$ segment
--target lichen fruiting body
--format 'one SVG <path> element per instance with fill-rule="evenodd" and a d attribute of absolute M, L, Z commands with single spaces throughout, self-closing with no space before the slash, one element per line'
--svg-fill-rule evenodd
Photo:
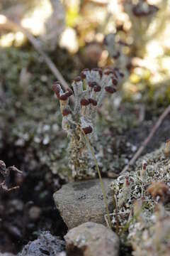
<path fill-rule="evenodd" d="M 84 70 L 81 76 L 72 83 L 73 90 L 63 92 L 61 85 L 53 85 L 60 100 L 62 113 L 62 128 L 70 139 L 69 145 L 69 165 L 74 178 L 94 177 L 94 160 L 84 139 L 87 136 L 94 147 L 97 134 L 95 130 L 96 113 L 102 100 L 108 93 L 116 92 L 121 80 L 121 73 L 118 68 Z M 69 97 L 74 97 L 74 107 L 69 103 Z"/>

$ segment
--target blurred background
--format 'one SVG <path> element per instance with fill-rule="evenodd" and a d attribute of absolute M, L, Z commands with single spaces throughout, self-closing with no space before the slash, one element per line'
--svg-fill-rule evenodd
<path fill-rule="evenodd" d="M 17 24 L 69 85 L 84 68 L 121 70 L 120 90 L 98 117 L 100 167 L 113 177 L 170 104 L 169 21 L 169 0 L 1 0 L 0 159 L 23 171 L 9 181 L 20 190 L 0 195 L 1 250 L 18 252 L 40 230 L 62 235 L 66 228 L 52 199 L 68 180 L 67 134 L 52 91 L 56 78 Z M 170 137 L 169 127 L 169 118 L 145 153 Z M 26 213 L 30 201 L 39 209 L 35 220 Z"/>

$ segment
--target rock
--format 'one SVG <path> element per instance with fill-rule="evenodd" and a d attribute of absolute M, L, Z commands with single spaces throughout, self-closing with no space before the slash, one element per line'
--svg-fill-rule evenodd
<path fill-rule="evenodd" d="M 4 252 L 4 253 L 0 252 L 0 256 L 15 256 L 15 255 L 11 252 Z"/>
<path fill-rule="evenodd" d="M 38 206 L 32 206 L 29 210 L 29 217 L 33 221 L 38 220 L 40 217 L 41 209 Z"/>
<path fill-rule="evenodd" d="M 112 181 L 103 178 L 109 210 L 113 210 L 113 194 L 109 186 Z M 72 182 L 54 193 L 57 208 L 68 228 L 87 221 L 105 224 L 106 206 L 98 179 Z"/>
<path fill-rule="evenodd" d="M 118 256 L 119 238 L 101 224 L 87 222 L 70 230 L 64 236 L 68 255 Z"/>
<path fill-rule="evenodd" d="M 64 250 L 64 241 L 52 235 L 49 231 L 42 232 L 40 235 L 33 242 L 25 245 L 18 256 L 60 256 Z"/>

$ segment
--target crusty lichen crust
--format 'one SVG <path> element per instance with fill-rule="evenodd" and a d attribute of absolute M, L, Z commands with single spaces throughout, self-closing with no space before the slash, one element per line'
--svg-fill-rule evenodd
<path fill-rule="evenodd" d="M 140 158 L 135 171 L 123 174 L 111 184 L 113 226 L 118 227 L 123 242 L 132 245 L 135 256 L 168 255 L 170 158 L 164 153 L 167 143 Z"/>

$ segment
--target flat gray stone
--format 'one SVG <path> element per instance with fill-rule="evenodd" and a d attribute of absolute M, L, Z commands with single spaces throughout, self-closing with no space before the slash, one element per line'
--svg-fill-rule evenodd
<path fill-rule="evenodd" d="M 34 241 L 29 242 L 18 256 L 62 256 L 64 255 L 65 242 L 52 235 L 49 231 L 43 231 Z M 64 254 L 63 254 L 63 253 Z"/>
<path fill-rule="evenodd" d="M 113 207 L 113 194 L 109 188 L 112 181 L 103 179 L 110 211 Z M 99 179 L 69 183 L 53 196 L 56 207 L 69 229 L 88 221 L 106 225 L 106 211 Z"/>
<path fill-rule="evenodd" d="M 64 236 L 68 255 L 118 256 L 119 238 L 101 224 L 88 222 L 70 230 Z"/>

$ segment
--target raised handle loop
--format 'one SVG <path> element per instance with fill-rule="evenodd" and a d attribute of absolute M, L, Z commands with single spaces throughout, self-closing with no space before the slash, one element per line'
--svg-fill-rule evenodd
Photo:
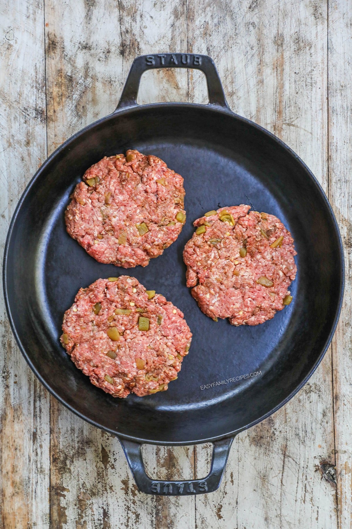
<path fill-rule="evenodd" d="M 120 439 L 137 486 L 141 492 L 160 496 L 190 496 L 212 492 L 218 488 L 234 437 L 214 441 L 210 472 L 203 479 L 165 481 L 149 478 L 144 468 L 141 445 Z"/>
<path fill-rule="evenodd" d="M 194 53 L 157 53 L 155 55 L 141 55 L 135 59 L 116 111 L 124 107 L 137 105 L 137 97 L 142 74 L 147 70 L 162 68 L 187 68 L 201 70 L 206 78 L 208 104 L 228 108 L 219 75 L 214 61 L 210 57 Z"/>

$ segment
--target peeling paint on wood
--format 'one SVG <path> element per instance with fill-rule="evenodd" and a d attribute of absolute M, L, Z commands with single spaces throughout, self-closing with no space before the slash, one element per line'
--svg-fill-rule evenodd
<path fill-rule="evenodd" d="M 312 169 L 336 214 L 350 278 L 351 0 L 15 0 L 12 7 L 0 6 L 1 60 L 11 72 L 0 80 L 2 248 L 47 150 L 113 111 L 134 58 L 188 51 L 211 55 L 233 111 Z M 203 74 L 148 72 L 138 102 L 168 101 L 206 103 Z M 350 290 L 348 280 L 332 353 L 283 408 L 236 438 L 219 490 L 196 497 L 141 494 L 116 438 L 52 398 L 49 411 L 3 317 L 0 527 L 352 527 Z M 165 479 L 203 477 L 211 462 L 210 444 L 142 453 L 149 475 Z"/>
<path fill-rule="evenodd" d="M 43 17 L 39 0 L 0 5 L 0 266 L 15 207 L 46 156 Z M 0 314 L 0 526 L 44 529 L 49 523 L 49 396 L 16 345 L 2 288 Z"/>

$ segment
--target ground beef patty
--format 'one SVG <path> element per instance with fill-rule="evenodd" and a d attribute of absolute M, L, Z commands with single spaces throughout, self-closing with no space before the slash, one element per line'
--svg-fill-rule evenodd
<path fill-rule="evenodd" d="M 263 323 L 289 304 L 297 272 L 290 232 L 273 215 L 250 209 L 220 208 L 197 219 L 183 253 L 202 311 L 234 325 Z"/>
<path fill-rule="evenodd" d="M 176 241 L 186 220 L 183 178 L 138 151 L 88 169 L 66 209 L 67 231 L 102 263 L 146 266 Z"/>
<path fill-rule="evenodd" d="M 94 386 L 121 397 L 167 389 L 192 335 L 179 309 L 127 276 L 81 288 L 62 330 L 61 343 L 77 367 Z"/>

◆ ◆ ◆ ◆ ◆ ◆ ◆

What is being asked>
Reproduce the items word for word, starting at the very beginning and ending at the line that contains "84 68 L 121", with both ends included. Leave the pictures out of your copy.

Response>
$ segment
--target lichen fruiting body
--format 'one SVG <path> element per instance with fill-rule="evenodd" and a d attribute of absolute M, L, Z commands with single spaces throughout, self-closing with no space before the slash, one element per line'
--svg-fill-rule evenodd
Photo:
<path fill-rule="evenodd" d="M 84 70 L 81 76 L 72 83 L 73 90 L 63 92 L 61 85 L 53 85 L 60 100 L 62 113 L 62 128 L 70 139 L 69 145 L 69 165 L 74 178 L 94 177 L 94 160 L 84 139 L 87 136 L 94 147 L 97 134 L 95 130 L 96 113 L 102 100 L 108 93 L 116 92 L 121 80 L 121 73 L 118 68 Z M 69 97 L 74 97 L 74 107 L 69 103 Z"/>

$ segment
--target blurred background
--format 'one SVG <path> element per instance with fill-rule="evenodd" and a d attribute of absolute M, L, Z commands with single spaces throughout, self-closing with no space before the slash, one element per line'
--svg-fill-rule evenodd
<path fill-rule="evenodd" d="M 17 24 L 69 85 L 84 68 L 121 70 L 120 90 L 98 117 L 100 167 L 113 177 L 170 104 L 169 21 L 169 0 L 1 0 L 0 159 L 23 171 L 9 181 L 20 190 L 0 195 L 1 250 L 18 252 L 40 230 L 62 235 L 66 228 L 52 199 L 68 180 L 67 134 L 52 91 L 56 78 Z M 170 137 L 169 127 L 169 118 L 145 153 Z M 26 213 L 30 201 L 39 209 L 35 220 Z"/>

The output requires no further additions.